(Recorded data)
- Opening Delimiter -

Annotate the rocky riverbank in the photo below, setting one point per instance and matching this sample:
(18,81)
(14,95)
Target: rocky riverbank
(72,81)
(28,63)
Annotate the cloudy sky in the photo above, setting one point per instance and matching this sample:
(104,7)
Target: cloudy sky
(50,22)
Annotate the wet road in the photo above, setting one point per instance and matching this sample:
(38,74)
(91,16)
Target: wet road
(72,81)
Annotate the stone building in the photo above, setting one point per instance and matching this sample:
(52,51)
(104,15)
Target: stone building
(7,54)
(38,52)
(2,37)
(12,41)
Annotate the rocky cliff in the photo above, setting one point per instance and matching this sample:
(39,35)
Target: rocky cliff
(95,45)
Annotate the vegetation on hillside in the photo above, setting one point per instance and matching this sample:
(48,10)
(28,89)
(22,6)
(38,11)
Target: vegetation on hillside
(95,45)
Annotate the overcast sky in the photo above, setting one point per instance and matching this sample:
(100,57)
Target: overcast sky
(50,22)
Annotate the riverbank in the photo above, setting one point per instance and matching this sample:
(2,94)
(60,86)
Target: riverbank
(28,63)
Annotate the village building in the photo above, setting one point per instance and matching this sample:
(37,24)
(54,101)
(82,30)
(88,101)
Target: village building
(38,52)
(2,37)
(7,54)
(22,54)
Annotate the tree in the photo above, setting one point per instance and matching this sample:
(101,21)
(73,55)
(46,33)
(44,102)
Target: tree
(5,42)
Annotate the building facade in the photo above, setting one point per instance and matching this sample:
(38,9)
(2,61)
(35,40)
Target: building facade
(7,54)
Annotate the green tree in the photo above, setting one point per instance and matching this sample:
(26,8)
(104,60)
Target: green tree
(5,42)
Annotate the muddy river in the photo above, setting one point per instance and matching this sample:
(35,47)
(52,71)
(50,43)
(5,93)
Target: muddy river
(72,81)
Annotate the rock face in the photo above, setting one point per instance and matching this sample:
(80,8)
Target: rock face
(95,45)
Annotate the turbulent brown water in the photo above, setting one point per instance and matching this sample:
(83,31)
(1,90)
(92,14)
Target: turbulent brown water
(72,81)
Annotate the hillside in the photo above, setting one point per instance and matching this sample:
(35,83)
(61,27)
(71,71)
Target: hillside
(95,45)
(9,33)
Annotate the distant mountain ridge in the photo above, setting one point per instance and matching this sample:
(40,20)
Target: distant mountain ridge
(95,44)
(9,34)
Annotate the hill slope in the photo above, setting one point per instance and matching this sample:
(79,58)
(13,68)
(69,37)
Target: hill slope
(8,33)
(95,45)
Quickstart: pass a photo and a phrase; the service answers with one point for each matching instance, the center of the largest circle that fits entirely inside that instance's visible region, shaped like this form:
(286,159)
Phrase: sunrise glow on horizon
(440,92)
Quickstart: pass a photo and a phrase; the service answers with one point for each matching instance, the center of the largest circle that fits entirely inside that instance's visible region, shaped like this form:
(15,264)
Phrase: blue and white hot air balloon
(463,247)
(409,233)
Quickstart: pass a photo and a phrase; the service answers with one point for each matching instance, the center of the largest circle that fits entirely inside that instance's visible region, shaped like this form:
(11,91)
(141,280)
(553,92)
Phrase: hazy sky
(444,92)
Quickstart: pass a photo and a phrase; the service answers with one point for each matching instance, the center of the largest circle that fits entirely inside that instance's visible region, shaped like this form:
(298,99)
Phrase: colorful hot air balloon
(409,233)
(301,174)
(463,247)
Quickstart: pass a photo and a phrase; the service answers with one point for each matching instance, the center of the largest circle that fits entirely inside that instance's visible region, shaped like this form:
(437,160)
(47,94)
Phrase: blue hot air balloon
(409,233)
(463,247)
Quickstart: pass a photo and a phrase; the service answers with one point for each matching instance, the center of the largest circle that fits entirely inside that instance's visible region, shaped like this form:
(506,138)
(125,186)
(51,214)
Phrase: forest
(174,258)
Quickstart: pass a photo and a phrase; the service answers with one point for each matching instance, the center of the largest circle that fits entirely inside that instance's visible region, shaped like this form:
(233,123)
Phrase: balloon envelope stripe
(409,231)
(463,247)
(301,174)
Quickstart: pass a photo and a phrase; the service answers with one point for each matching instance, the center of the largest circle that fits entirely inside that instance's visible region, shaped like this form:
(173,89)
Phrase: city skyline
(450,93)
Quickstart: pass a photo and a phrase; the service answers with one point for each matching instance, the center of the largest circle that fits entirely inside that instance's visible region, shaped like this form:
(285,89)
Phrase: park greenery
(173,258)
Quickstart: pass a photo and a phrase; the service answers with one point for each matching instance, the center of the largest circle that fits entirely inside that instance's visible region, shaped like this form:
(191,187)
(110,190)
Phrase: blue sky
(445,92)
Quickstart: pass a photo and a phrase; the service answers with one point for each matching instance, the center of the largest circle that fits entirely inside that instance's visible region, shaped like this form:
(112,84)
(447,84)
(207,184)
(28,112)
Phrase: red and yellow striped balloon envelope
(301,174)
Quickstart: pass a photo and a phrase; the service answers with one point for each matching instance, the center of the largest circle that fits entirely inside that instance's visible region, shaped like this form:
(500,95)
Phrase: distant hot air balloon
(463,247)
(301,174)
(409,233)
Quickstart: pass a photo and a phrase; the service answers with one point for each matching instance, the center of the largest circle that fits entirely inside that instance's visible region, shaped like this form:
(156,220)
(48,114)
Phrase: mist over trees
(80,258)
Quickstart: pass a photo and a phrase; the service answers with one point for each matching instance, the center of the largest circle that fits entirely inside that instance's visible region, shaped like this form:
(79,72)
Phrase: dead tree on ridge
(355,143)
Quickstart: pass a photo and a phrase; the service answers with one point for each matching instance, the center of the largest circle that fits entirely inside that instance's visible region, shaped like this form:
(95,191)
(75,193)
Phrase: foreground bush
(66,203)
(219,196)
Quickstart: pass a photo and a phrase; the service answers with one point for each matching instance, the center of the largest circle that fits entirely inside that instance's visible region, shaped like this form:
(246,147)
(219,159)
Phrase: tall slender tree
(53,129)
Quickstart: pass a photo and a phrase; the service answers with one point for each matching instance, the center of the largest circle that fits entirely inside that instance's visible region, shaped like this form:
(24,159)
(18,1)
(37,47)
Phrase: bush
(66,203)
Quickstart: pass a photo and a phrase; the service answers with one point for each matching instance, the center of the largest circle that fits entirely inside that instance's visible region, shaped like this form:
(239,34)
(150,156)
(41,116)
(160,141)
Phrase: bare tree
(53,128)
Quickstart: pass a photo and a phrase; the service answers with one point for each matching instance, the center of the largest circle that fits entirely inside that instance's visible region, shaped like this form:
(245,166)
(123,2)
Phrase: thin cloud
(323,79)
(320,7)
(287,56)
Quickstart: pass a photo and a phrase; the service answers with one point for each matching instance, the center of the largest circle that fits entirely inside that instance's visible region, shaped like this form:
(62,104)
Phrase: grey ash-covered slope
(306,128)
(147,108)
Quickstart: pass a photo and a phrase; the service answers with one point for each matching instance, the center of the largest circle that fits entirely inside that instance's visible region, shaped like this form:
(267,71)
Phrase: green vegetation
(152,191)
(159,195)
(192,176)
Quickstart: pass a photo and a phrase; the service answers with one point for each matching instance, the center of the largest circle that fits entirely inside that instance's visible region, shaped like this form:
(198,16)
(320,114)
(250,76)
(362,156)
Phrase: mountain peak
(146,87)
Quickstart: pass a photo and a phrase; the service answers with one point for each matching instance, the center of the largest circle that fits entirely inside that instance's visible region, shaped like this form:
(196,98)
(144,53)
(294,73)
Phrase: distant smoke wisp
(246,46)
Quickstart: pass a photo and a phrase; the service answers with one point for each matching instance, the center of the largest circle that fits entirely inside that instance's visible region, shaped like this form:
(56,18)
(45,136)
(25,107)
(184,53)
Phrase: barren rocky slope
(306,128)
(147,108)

- Closing Delimiter -

### [WHAT THE EXERCISE ASKS]
Give the data again in full, keeping every line as it was.

### [RESPONSE FOR THIS EXERCISE]
Annotate the rocky riverbank in the photo below, setting one point per instance and matching this sample:
(18,81)
(14,95)
Target: rocky riverbank
(72,81)
(28,63)
Annotate the cloudy sky in the photo above, setting one point per instance and matching this sample:
(104,7)
Target: cloudy sky
(50,22)
Annotate the wet road in the photo above, setting one point per instance and matching this sample:
(38,74)
(91,16)
Target: wet road
(72,81)
Annotate the stone building in the photo above, setting one point per instance and matching this sample:
(52,51)
(104,15)
Target: stone building
(7,54)
(38,52)
(2,37)
(12,41)
Annotate the rocky cliff in the photo above, setting one point per instance and matching this sample:
(39,35)
Target: rocky cliff
(95,45)
Annotate the vegetation on hillside in the photo above, setting one point per instance and matching this sample:
(48,10)
(28,89)
(22,6)
(38,11)
Target: vegetation on hillside
(95,45)
Annotate the overcast sky in the photo above, setting one point per instance and matching this sample:
(100,57)
Target: overcast sky
(50,22)
Annotate the riverbank in the photo above, setting one point per instance and matching this sample:
(2,94)
(60,86)
Target: riverbank
(28,63)
Annotate the village building in the photo above, setting one point per instance and matching this sample:
(37,24)
(54,101)
(82,30)
(88,101)
Target: village building
(38,52)
(2,37)
(7,54)
(22,54)
Annotate the tree in the photo above, setting one point per instance and matching this sample:
(101,21)
(73,55)
(46,33)
(44,102)
Target: tree
(5,42)
Annotate the building facade in the photo above, setting one point per instance and matching this sample:
(38,9)
(2,61)
(35,40)
Target: building facade
(7,54)
Annotate the green tree in the photo above, setting one point per instance and matching this sample:
(26,8)
(104,60)
Target: green tree
(5,42)
Annotate the muddy river in the photo above, setting one point per instance and matching this sample:
(35,47)
(52,71)
(50,43)
(5,93)
Target: muddy river
(72,81)
Annotate the rock face in the photo above, setting one point per instance and matching this sample:
(80,8)
Target: rock face
(95,45)
Annotate the turbulent brown water in the photo above, setting one point per instance and matching this sample:
(83,31)
(1,90)
(92,14)
Target: turbulent brown water
(72,81)
Annotate the hillside in the photo above, setting one point per instance and matching this sample:
(35,83)
(61,27)
(71,71)
Target: hillside
(95,45)
(9,33)
Annotate the distant mountain ridge in the photo above, setting one point per instance and matching this sample:
(40,20)
Target: distant mountain ridge
(95,44)
(9,34)
Annotate the hill slope in the photo above, setting one point per instance and matching this sample:
(79,58)
(13,68)
(69,37)
Target: hill slope
(8,33)
(95,45)
Quickstart: pass a photo and a phrase; the service answers with one point for each matching instance, the center of the largest circle that fits entirely inside that instance's visible region, shaped like this form:
(286,159)
Phrase: sunrise glow on horizon
(440,92)
Quickstart: pass a photo and a phrase; the service answers with one point for each matching instance, the center of the largest circle that fits entirely inside that instance's visible region, shaped like this form:
(15,264)
Phrase: blue and white hot air balloon
(463,247)
(409,233)
Quickstart: pass a photo and a phrase; the service answers with one point for each matching instance, the center of the largest circle that fits entirely inside that instance's visible region, shaped like this form:
(11,91)
(141,280)
(553,92)
Phrase: hazy sky
(444,92)
Quickstart: pass a photo and a phrase; the service answers with one point for each matching instance, the center of the largest circle that fits entirely inside that instance's visible region, shaped like this form:
(298,99)
Phrase: colorful hot air balloon
(409,233)
(301,174)
(463,247)
Quickstart: pass a photo and a phrase; the service answers with one point for each matching instance, the center of the largest circle that fits entirely inside that instance's visible region, shaped like this form:
(437,160)
(47,94)
Phrase: blue hot air balloon
(409,233)
(463,247)
Quickstart: pass a photo and a phrase; the service answers with one point for each matching instance, the center of the largest circle that fits entirely inside that instance's visible region, shaped like this form:
(506,138)
(125,186)
(51,214)
Phrase: forest
(174,258)
Quickstart: pass a photo and a phrase; the service answers with one point for each matching instance, the center of the largest circle that fits entirely inside that instance's visible region, shaped like this form:
(233,123)
Phrase: balloon envelope stripe
(409,231)
(463,247)
(301,174)
Quickstart: pass a photo and a phrase; the service answers with one point for each matching instance, the center of the largest circle that fits entirely inside that instance's visible region, shaped like this form:
(173,89)
Phrase: city skyline
(450,93)
Quickstart: pass a photo and a phrase; the service answers with one point for each matching instance, the center of the largest circle that fits entirely inside that instance's visible region, shaped like this form:
(285,89)
Phrase: park greenery
(173,258)
Quickstart: pass a photo and a phrase; the service answers with one point for each matching instance, the center of the largest circle that fits entirely inside that instance's visible region, shaped like this form:
(191,187)
(110,190)
Phrase: blue sky
(445,92)
Quickstart: pass a photo and a phrase; the service answers with one point for each matching instance, the center of the largest circle that fits entirely inside that instance's visible region, shaped like this form:
(112,84)
(447,84)
(207,184)
(28,112)
Phrase: red and yellow striped balloon envelope
(301,174)
Quickstart: pass a photo and a phrase; the service answers with one point for each matching instance, the center of the largest circle that fits entirely inside that instance's visible region, shaped like this form:
(500,95)
Phrase: distant hot air balloon
(463,247)
(301,174)
(409,233)
Quickstart: pass a photo and a phrase; the service answers with one point for each matching instance, the center of the largest circle that fits entirely inside that instance's visible region, shaped like this form:
(156,220)
(48,114)
Phrase: mist over trees
(80,258)
Quickstart: pass a photo and a phrase; the service answers with one point for each matching instance, the center of the largest circle that fits entirely inside that instance's visible region, shaped like this form:
(79,72)
Phrase: dead tree on ridge
(355,143)
Quickstart: pass a photo and a phrase; the service answers with one point for each matching instance, the center of the largest circle that fits entirely inside that instance's visible region, shaped like this form:
(95,191)
(75,193)
Phrase: foreground bush
(66,203)
(219,196)
Quickstart: pass a photo and a phrase; the service answers with one point for each matching instance, the center of the largest circle that fits entirely inside that instance's visible region, shaped like this form:
(246,147)
(219,159)
Phrase: tall slender tree
(53,129)
Quickstart: pass a photo and a phrase; the service answers with one point for each matching instance, the center of the largest circle that fits entirely inside that instance's visible region, shaped like this form:
(24,159)
(18,1)
(37,47)
Phrase: bush
(66,203)
Quickstart: pass a photo and a phrase; the service answers with one point for each matching instance, the center of the largest circle that fits entirely inside that instance's visible region, shaped like this form:
(239,34)
(150,156)
(41,116)
(160,141)
Phrase: bare tree
(53,128)
Quickstart: pass a photo and a phrase; the service answers with one point for each matching instance, the center of the largest circle that fits entirely inside that instance's visible region, shaped like this form:
(245,166)
(123,2)
Phrase: thin cloud
(323,79)
(320,7)
(287,56)
Quickstart: pass a photo and a phrase; the service answers with one point for each matching instance, the center of the largest circle that fits entirely inside that instance's visible region, shaped like this form:
(62,104)
Phrase: grey ash-covered slope
(306,128)
(147,108)
Quickstart: pass a photo and a phrase; the service answers with one point for each matching instance, the center of the largest circle that fits entirely inside that instance's visible region, shaped like this form:
(267,71)
Phrase: green vegetation
(152,191)
(159,195)
(192,176)
Quickstart: pass a photo and a phrase; the service answers with one point for each matching instance, the center of the largest circle that fits entirely inside that instance's visible region, shaped like this form:
(198,16)
(320,114)
(250,76)
(362,156)
Phrase: mountain peak
(146,87)
Quickstart: pass a photo and a phrase; the service answers with one point for each matching instance, the center of the largest circle that fits entirely inside that instance's visible region, shaped like this form:
(196,98)
(144,53)
(294,73)
Phrase: distant smoke wisp
(246,46)
Quickstart: pass a photo and a phrase; the service answers with one point for each matching instance, the center of the largest circle that fits entirely inside that instance's visible region, shaped like this form:
(56,18)
(45,136)
(25,107)
(184,53)
Phrase: barren rocky slope
(306,128)
(147,108)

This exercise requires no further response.